(Records drawn from a dataset)
#####
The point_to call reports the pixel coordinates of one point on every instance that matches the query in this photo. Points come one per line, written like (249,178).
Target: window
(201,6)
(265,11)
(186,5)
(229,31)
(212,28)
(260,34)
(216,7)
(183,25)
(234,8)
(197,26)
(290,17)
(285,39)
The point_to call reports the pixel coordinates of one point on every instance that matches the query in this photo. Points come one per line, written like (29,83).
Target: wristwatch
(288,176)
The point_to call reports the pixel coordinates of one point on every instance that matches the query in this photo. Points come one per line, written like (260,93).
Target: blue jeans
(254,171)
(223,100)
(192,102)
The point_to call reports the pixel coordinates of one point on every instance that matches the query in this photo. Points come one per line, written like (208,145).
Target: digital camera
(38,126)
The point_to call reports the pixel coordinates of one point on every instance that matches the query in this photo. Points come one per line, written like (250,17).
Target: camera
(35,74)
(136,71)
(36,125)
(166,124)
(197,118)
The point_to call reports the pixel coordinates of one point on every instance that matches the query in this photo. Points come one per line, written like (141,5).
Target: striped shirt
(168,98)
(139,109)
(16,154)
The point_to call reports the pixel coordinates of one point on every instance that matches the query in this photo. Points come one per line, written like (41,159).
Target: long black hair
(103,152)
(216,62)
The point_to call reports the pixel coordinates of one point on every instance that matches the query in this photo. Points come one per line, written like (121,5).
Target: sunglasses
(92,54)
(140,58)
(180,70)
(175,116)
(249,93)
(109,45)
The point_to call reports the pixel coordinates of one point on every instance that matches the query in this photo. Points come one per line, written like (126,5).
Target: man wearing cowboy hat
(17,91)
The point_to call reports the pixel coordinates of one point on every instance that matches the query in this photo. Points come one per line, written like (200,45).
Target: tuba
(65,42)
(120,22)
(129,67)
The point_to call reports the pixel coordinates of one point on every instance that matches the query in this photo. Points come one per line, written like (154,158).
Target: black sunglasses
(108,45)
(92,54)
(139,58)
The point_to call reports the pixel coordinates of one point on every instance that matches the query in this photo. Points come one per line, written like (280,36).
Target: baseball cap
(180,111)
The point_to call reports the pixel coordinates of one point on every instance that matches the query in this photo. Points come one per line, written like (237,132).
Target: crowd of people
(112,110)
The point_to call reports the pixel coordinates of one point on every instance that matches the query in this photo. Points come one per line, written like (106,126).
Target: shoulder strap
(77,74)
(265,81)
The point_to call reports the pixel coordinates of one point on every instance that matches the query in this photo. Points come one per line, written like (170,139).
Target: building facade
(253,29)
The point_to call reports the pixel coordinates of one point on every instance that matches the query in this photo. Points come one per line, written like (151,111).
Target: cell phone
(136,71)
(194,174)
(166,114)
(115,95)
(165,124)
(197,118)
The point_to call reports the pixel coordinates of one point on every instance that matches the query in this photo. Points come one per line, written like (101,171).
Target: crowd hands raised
#####
Assignment:
Write each entry out again, exactly as it reads above.

Output of the exercise:
The point_to call reports the pixel coordinates of one point on every instance that matches the query in this photo. Points come one per line, written like (249,178).
Target: window
(201,6)
(265,11)
(186,5)
(229,31)
(212,28)
(260,34)
(216,7)
(183,25)
(234,8)
(197,26)
(290,17)
(285,39)
The point_to call reports the pixel coordinates of one point on every instance that matches the query in this photo. Points come one per line, written like (29,83).
Target: wristwatch
(288,176)
The point_to call reports the pixel coordinates of one point on every instance that matches the query in this photo. Points come one per line, written like (260,93).
Target: blue jeans
(254,171)
(223,100)
(192,102)
The point_to call reports the pixel coordinates of one point on every instance that matches the query in this photo. Points come one per line, written like (208,145).
Target: digital camera
(38,126)
The point_to call reports the pixel coordinates of one point on every instance that matches the query in this photo. Points come one per line, written like (250,17).
Target: camera
(35,74)
(136,71)
(36,125)
(166,124)
(197,118)
The point_to call reports the pixel coordinates of one point on every instance that matches the query in this photo. Points come one per line, written like (141,5).
Target: striped shirt
(168,98)
(139,109)
(16,154)
The point_to call reports the pixel coordinates of one point on every instance that matches the query in this photo. Points come one per line, written like (41,159).
Target: long black hair
(103,152)
(216,62)
The point_to call reports the pixel coordinates of one point on every instance that matches the query in this photo. Points come one per line, written like (121,5).
Target: sunglasses
(92,54)
(140,58)
(180,70)
(175,116)
(249,93)
(109,45)
The point_to call reports the pixel coordinates of one point on every instance that matches the query in this photo. Points come one per line, written like (126,5).
Target: man wearing cowboy hat
(17,91)
The point_to call reports the pixel coordinates of one point on every instance that matches the query in this photo. Points come one per line, written like (200,45).
Target: tuba
(65,42)
(120,22)
(129,67)
The point_to call reports the pixel coordinates of one point on every instance that matches the query in this photo. Points come one per line, written like (154,158).
Target: black sunglasses
(108,45)
(92,54)
(139,58)
The point_to call reports the pixel coordinates of one point on every instance that matches the query in this photo. Points come one per line, written like (280,36).
Target: baseball cap
(180,111)
The point_to call reports the pixel coordinates of one point on every instance that matches the query in this photo. Points come one per line, written like (237,132).
Target: crowd of people
(112,110)
The point_to call reports the pixel coordinates of one point on every instance that matches the query in this photo. Points come one per line, written like (106,126).
Target: shoulder strap
(77,74)
(265,81)
The point_to call reports the pixel coordinates of one point on every instance that matches the query in this photo. Points come one per line, written like (170,139).
Target: building facade
(253,29)
The point_to call reports the pixel coordinates of one point on every instance that matches the query in this photo. Points come one per line, written like (151,111).
Target: cell phone
(136,71)
(194,174)
(166,114)
(115,95)
(165,124)
(197,118)
The point_to call reports the pixel coordinates of one point on every instance that matches the query in this photo. Points come one per line, written like (101,171).
Target: crowd hands raised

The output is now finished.